═══ Extracted material
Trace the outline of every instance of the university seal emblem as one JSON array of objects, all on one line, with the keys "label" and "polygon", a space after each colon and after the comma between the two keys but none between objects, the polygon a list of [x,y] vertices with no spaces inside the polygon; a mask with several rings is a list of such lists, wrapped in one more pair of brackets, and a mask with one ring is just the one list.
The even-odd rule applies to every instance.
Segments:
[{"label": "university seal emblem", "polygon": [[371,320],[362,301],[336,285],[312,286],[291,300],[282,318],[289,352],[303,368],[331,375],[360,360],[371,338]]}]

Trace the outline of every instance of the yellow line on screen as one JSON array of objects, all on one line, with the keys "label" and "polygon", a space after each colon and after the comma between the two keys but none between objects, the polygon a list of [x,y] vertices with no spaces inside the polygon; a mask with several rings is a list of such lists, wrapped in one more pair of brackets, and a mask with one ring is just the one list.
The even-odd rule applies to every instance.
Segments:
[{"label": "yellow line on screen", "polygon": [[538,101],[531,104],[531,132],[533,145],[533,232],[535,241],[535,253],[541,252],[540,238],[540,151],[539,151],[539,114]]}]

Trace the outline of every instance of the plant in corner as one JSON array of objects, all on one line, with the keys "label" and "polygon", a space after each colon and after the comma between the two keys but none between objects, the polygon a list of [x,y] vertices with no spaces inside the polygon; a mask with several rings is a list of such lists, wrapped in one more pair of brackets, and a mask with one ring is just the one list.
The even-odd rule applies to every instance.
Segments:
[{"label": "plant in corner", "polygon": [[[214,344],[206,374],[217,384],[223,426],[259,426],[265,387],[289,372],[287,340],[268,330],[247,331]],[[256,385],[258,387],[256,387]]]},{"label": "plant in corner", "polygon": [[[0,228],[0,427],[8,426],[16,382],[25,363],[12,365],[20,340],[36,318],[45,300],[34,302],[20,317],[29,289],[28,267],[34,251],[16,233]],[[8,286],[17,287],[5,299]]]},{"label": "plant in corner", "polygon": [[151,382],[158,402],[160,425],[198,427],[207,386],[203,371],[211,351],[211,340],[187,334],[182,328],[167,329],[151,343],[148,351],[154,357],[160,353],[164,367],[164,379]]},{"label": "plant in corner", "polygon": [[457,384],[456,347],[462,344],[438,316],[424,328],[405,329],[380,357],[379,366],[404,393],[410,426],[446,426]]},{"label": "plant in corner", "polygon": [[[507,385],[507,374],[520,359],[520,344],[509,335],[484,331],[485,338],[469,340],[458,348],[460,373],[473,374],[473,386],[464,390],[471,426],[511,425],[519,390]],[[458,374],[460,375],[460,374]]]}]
══════
• _Given problem_
Repeat every line of the data, exactly and in full.

• _Exercise result_
Trace the outline of every instance of the university seal emblem as one JSON array of objects, all on one line, with the keys "label" and "polygon", a space after each colon and after the comma between the two keys but none between objects, the polygon a list of [x,y] vertices with no spaces inside the polygon; a mask with several rings is a list of such lists, wrapped in one more pair of brackets, and a mask with one ring is just the one list.
The even-odd rule applies to every instance.
Segments:
[{"label": "university seal emblem", "polygon": [[371,320],[362,301],[336,285],[312,286],[291,300],[282,318],[289,352],[303,368],[331,375],[360,360],[371,338]]}]

Trace the outline of every instance of the yellow line on screen as one JSON array of objects, all on one line, with the keys "label" and "polygon", a space after each colon and after the comma between the two keys but none between objects, the polygon a list of [x,y] vertices with no spaces inside the polygon; a mask with several rings is a list of such lists, wrapped in one more pair of brackets, and a mask with one ring is just the one list.
The even-odd rule applies to every instance.
Segments:
[{"label": "yellow line on screen", "polygon": [[538,101],[531,104],[531,132],[533,145],[533,232],[535,241],[535,253],[541,252],[540,238],[540,151],[539,151],[539,114]]}]

Trace the outline of every instance of the plant in corner as one JSON array of objects, all on one line, with the keys "label" and "polygon", a space after each colon and after the comma between the two keys but none between objects, the polygon a list of [x,y] vertices with no spaces inside the polygon; a mask with several rings is a list of such lists, wrapped in one more pair of brackets, and a mask with one ring is just the one list.
The even-odd rule applies to every instance.
Segments:
[{"label": "plant in corner", "polygon": [[[214,344],[206,374],[217,384],[223,426],[259,426],[265,387],[289,372],[287,340],[268,330],[247,331]],[[256,385],[258,387],[256,387]]]},{"label": "plant in corner", "polygon": [[[0,228],[0,427],[8,426],[16,382],[25,363],[12,365],[20,340],[36,318],[45,300],[34,302],[20,317],[29,289],[28,267],[34,251],[16,233]],[[8,286],[17,287],[5,299]]]},{"label": "plant in corner", "polygon": [[151,382],[158,402],[160,425],[198,427],[207,386],[203,371],[211,351],[211,340],[187,334],[182,328],[167,329],[151,343],[148,351],[154,357],[160,353],[164,367],[164,379]]},{"label": "plant in corner", "polygon": [[457,384],[456,347],[462,344],[438,316],[424,328],[405,329],[380,357],[379,366],[404,393],[410,426],[446,426]]},{"label": "plant in corner", "polygon": [[[507,385],[507,374],[520,359],[520,344],[509,335],[484,331],[485,338],[469,340],[458,348],[460,373],[473,374],[473,386],[464,390],[471,426],[511,425],[519,390]],[[458,374],[460,375],[460,374]]]}]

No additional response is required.